**Problem set**
1 – In the tribute to Thomas Berry, what did Berry call himself?
2 – Copy word for word the part of the tribute to Thomas Berry starting at "A few Southerners" and ending at "that short list.".

Consider this not an obituary, but a belated tribute to an inspiring and transcendent life. Some of the most important people in history were hardly noticed in their lives and in their deaths. So it was with Father Thomas Berry, who died a few weeks ago. His passing was observed in a few online scholarly journals and a handful of the nation’s leading newspapers. Needless to say, there was no mention of him in local media.

In his 94 years, Berry was many things: a Roman Catholic priest of the Passionist order, historian of cultures, philosopher, teacher, writer. He called himself a geologian, or earth scholar.

There is abundant irony in the fact that one of the foremost religious thinkers of the age was a Southerner, born and raised in Greensboro, N.C. In the South, religion is most often the province of proselytizers, demagogues, and charlatans. Think Billy Graham, Pat Robertson, Jerry Falwell, Jim Bakker.

Thomas Berry took a different course. Lying in a North Carolina meadow as an 11 year old, he had an epiphany which changed his life and may change the lives of countless others in this new century and beyond.

“The field was covered with white lilies rising above the thick grass,” he wrote years later. “A magic moment, this experience gave to my life something that seems to explain my thinking at a more profound level than almost any other experience I can remember … This early experience has remained with me ever since as the basic determinant of my sense of reality and values. Whatever fosters this meadow is good. What does harm to this meadow is not good.”

That moment stayed with him through a long life of scholarship and writing. “A good economic, or political, or educational system is one that would preserve that meadow and a good religion would reveal the deeper experience of that meadow and how it came into being,” he wrote.

What Berry was saying is that our current earth crisis is fundamentally a spiritual crisis. Our heedless consumerism; our destruction of earth, air and water; our devastation of habitats and species — it is all the result of a creature which has lost its way, a clever hominid which has learned to split atoms, decode DNA, send machines and humans into space, but which has forgotten its origins and has spiritually cut itself off from the planet and the universe which gave it life, nurtured it, and brought it to a state of sentient self-awareness.

All of the great religions of the world were born in an age before science, when humans gazed into the heavens and saw the forms of dragons and warriors and gods, when the human ego fashioned a universe with the earth at its center and mankind holding dominion over it and all its creatures. These religions served us well for thousands of years, giving us a sense of place and meaning in our world and myths and gods to direct our lives. But in the 21st century these myths and gods are no longer adequate.

Even the fundamentalist Christian or Muslim or Jew, who insists that God/Allah/Jehovah created the world in a flash of inspiration, true believers in ancient magic and mystery, will watch the electrons dance in their television screens, flip a switch and expect a room to light up, and turn on a computer and communicate with others around the world. And in some dark, subconscious corner of their minds, they are surely aware that there is a disconnect between their ancient faith and their modern reality.

This disconnect — this cognitive dissonance — is the source of our great spiritual alienation, Berry wrote, to say nothing of the destruction we have brought upon our planet.

“From a large planet of overwhelming magnitude, unlimited resources, and endless mystery, the Earth has suddenly become a small planet, thoroughly explored, limited in resources, and reduced in mystery,” he said.

It is our responsibility as a species to grow up, to put aside our childish habits of conflict, prejudice, and environmental destruction and become responsible adults. We must find our biological place within the complex biosphere of our planet and our spiritual place within an infinite and mysterious cosmos.

Berry has been called “the most provocative figure among the new breed of eco-theologians.” But he insisted that he was “trying to establish a functional cosmology, not a theology.”

Whatever he was doing, I suspect that it will be important to the survival of our species.

A few Southerners have fundamentally changed the way we humans view the world and each other. Thomas Jefferson and Martin Luther King come to mind. Perhaps some day we will add Father Thomas Berry to that short list.

**Excerpted data**
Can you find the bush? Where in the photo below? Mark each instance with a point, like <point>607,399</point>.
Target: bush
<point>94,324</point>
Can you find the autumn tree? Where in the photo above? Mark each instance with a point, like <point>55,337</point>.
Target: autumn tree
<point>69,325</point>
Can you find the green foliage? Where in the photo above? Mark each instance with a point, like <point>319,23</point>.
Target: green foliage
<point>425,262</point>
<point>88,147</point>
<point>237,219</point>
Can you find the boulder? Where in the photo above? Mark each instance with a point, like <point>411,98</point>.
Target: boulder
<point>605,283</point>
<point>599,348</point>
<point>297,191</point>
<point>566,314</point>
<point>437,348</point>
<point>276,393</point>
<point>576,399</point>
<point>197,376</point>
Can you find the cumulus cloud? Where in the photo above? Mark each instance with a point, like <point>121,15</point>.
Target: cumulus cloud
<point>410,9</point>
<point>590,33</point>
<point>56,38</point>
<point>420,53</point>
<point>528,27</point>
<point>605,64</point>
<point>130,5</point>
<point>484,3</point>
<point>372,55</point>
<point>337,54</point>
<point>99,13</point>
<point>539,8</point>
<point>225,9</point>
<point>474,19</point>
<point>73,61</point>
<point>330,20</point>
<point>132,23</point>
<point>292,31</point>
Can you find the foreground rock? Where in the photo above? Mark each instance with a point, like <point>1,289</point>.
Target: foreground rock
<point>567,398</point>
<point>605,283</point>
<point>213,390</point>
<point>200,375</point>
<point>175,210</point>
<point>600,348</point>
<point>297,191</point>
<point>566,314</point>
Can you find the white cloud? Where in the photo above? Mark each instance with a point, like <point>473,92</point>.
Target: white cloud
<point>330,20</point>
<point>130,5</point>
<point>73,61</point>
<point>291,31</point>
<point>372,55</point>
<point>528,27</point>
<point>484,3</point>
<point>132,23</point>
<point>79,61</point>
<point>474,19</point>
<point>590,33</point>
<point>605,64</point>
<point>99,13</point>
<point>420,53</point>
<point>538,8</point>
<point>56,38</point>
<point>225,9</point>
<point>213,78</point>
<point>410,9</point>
---
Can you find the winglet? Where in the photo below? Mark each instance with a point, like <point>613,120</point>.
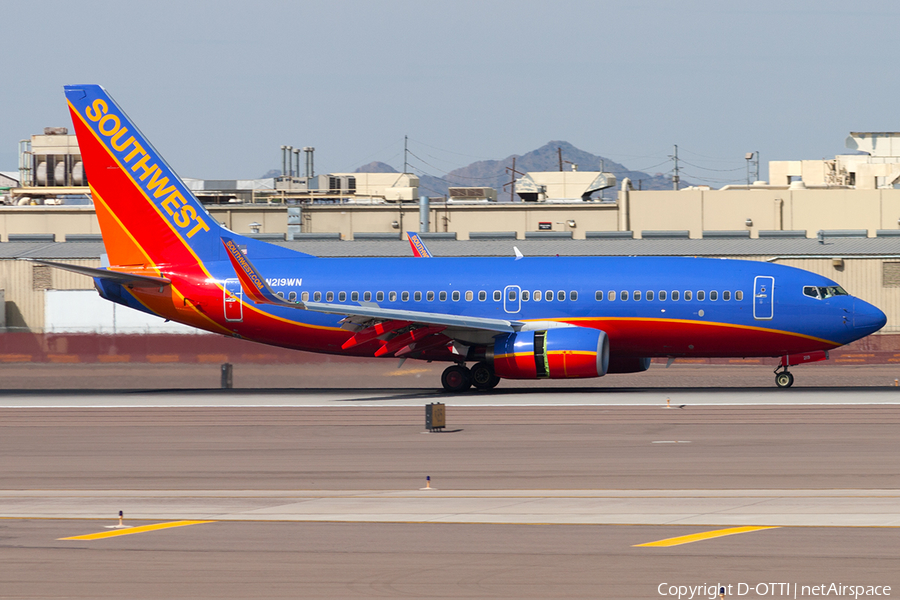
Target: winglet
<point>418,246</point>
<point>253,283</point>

**Solved problems**
1 – A geologian, or earth scholar.

2 –
A few Southerners have fundamentally changed the way we humans view the world and each other. Thomas Jefferson and Martin Luther King come to mind. Perhaps some day we will add Father Thomas Berry to that short list.